## start

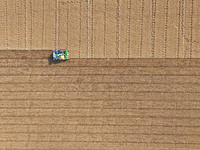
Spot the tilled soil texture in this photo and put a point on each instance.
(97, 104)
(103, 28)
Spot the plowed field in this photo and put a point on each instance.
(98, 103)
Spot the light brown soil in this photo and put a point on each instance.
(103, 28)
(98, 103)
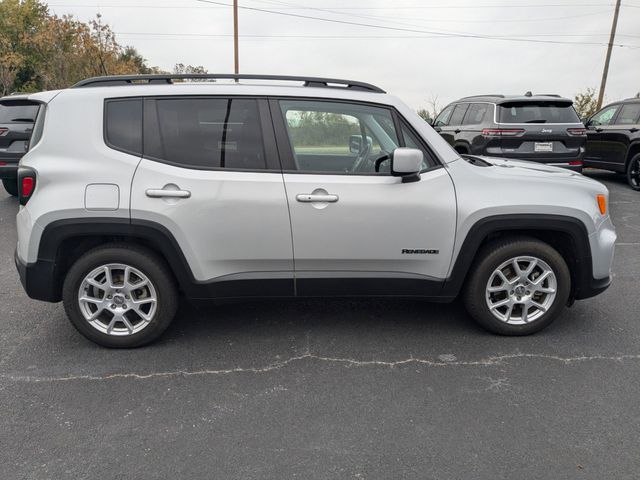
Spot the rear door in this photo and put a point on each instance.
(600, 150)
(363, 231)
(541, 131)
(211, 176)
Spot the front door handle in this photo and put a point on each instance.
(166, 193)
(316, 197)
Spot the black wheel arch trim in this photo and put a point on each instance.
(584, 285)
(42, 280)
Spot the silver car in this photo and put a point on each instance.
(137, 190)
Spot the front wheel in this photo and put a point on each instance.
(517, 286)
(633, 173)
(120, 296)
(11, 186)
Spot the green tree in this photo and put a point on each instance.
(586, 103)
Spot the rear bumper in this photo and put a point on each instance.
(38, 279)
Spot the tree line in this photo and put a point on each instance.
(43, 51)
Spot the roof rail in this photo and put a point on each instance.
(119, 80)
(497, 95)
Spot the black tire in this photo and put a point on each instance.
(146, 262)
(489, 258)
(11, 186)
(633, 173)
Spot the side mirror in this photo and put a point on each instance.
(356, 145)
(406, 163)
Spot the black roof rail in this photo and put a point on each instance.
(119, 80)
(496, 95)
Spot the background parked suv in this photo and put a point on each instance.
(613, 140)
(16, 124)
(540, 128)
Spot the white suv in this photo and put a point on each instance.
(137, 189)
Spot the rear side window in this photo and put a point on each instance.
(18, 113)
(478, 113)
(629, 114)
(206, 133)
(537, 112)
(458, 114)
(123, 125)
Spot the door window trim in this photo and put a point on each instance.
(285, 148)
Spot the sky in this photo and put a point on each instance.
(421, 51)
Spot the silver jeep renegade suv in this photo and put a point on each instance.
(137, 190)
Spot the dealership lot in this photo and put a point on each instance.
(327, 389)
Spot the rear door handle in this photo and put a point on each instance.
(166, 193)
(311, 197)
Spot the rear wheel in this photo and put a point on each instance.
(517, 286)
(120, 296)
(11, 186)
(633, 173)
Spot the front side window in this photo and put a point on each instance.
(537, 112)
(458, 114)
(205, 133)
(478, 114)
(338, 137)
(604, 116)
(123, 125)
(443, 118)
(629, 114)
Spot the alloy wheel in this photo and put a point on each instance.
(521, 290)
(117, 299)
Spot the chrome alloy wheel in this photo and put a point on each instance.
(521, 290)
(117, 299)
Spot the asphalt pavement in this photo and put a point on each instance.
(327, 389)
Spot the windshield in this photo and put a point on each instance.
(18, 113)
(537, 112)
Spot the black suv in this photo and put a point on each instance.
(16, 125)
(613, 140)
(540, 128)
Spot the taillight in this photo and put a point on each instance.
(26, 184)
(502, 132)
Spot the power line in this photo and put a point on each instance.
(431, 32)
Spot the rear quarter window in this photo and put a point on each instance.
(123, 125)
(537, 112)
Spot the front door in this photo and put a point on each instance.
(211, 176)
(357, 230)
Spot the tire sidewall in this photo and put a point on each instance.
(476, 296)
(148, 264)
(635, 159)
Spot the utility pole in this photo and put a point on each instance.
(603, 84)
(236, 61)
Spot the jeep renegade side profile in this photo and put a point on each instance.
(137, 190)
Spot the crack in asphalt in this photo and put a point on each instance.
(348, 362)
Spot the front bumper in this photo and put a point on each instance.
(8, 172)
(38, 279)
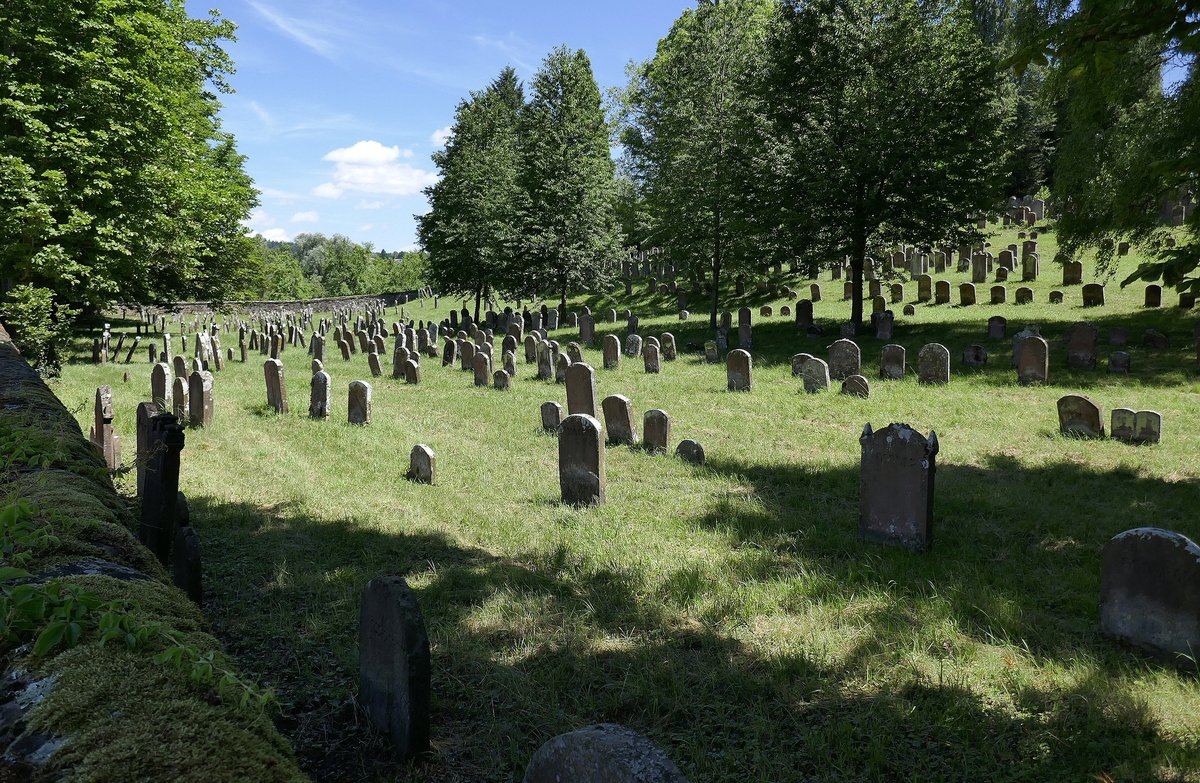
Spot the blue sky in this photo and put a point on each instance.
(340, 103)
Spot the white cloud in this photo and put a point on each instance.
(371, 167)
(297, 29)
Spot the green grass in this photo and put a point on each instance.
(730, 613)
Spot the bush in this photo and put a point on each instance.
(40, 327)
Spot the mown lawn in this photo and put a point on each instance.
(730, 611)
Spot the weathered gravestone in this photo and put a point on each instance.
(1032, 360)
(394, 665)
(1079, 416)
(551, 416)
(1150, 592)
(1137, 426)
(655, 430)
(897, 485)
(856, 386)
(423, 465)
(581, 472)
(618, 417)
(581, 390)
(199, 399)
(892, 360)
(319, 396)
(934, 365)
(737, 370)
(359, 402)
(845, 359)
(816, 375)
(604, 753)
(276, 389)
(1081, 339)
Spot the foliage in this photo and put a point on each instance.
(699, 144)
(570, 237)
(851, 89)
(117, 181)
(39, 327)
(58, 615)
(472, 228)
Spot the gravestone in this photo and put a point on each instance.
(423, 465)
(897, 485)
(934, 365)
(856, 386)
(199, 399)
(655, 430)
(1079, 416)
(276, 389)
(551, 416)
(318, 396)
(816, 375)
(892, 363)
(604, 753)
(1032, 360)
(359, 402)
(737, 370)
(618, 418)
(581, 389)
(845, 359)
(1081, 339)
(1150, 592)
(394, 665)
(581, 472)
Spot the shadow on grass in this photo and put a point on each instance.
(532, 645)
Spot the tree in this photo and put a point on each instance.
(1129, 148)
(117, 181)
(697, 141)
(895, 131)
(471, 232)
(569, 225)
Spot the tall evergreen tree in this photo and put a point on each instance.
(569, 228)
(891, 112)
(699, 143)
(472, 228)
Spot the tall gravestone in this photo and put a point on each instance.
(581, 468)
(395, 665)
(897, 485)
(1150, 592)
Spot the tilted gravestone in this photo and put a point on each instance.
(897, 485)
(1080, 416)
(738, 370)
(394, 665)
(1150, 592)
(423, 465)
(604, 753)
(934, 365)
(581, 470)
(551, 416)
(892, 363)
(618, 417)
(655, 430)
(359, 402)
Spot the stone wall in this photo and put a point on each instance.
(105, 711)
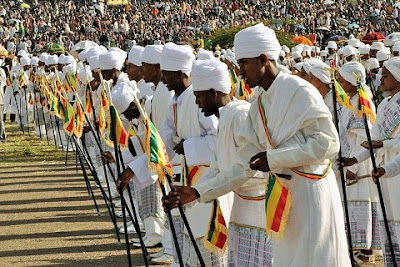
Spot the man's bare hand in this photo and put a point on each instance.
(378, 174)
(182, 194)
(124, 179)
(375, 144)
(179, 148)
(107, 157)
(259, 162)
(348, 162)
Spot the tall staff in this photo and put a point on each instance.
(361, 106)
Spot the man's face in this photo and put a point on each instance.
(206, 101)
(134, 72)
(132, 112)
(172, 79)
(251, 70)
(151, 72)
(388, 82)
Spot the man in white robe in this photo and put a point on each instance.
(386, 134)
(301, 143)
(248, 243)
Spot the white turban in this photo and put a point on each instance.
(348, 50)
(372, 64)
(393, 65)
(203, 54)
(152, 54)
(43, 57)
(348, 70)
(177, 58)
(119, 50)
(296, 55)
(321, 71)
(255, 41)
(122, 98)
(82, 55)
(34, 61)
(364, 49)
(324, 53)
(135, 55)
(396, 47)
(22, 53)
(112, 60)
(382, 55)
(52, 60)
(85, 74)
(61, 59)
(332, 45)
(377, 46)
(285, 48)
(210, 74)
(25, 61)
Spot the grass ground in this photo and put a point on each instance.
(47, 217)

## end
## start

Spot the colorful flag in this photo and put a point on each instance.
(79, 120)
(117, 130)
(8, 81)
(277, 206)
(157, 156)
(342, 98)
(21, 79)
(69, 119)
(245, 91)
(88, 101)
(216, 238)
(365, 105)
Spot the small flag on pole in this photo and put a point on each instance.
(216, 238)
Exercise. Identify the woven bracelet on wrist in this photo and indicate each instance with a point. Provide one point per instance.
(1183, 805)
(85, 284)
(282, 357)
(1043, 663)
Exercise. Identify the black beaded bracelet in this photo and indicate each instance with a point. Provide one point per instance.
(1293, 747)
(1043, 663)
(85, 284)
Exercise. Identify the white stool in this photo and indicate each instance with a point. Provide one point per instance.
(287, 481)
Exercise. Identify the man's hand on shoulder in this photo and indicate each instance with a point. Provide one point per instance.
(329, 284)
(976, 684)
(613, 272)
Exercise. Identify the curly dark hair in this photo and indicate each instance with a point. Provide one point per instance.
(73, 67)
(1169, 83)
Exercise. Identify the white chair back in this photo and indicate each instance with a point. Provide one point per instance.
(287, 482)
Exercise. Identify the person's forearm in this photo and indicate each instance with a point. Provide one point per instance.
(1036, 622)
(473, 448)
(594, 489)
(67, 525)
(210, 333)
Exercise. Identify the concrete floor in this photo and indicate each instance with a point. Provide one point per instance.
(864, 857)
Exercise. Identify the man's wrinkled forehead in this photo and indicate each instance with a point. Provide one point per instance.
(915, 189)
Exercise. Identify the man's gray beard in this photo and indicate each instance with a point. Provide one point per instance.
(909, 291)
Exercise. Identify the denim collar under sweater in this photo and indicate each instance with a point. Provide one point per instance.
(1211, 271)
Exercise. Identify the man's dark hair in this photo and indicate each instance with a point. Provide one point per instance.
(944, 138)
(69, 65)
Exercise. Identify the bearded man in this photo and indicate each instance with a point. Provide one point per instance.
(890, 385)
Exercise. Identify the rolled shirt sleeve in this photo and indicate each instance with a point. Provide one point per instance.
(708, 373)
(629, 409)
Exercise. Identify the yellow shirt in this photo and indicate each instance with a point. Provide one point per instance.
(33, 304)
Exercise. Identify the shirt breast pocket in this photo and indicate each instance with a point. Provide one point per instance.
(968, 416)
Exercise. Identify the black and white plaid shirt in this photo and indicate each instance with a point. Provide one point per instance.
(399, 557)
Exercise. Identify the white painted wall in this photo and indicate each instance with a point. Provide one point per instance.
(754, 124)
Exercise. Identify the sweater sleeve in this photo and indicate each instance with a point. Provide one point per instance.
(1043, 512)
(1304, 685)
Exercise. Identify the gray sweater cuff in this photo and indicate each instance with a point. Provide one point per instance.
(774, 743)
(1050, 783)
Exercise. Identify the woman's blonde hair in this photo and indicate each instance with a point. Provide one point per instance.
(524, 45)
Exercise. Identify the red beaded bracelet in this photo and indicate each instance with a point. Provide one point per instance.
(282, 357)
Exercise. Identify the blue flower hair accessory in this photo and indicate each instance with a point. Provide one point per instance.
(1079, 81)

## end

Please list every line in the listing above that contains the word "bracelet", copying each one in full.

Exercise. Identify the woven bracelet on wrist in this photo and indicate each instance with a point. Provide one point per instance.
Exercise. Identify the black beaded bracelet in this photo and indicate each instance with a point. Provide one point per instance.
Exercise. Identify the red beaded bracelet in this photo and indicate each instance with a point. Provide one point per instance.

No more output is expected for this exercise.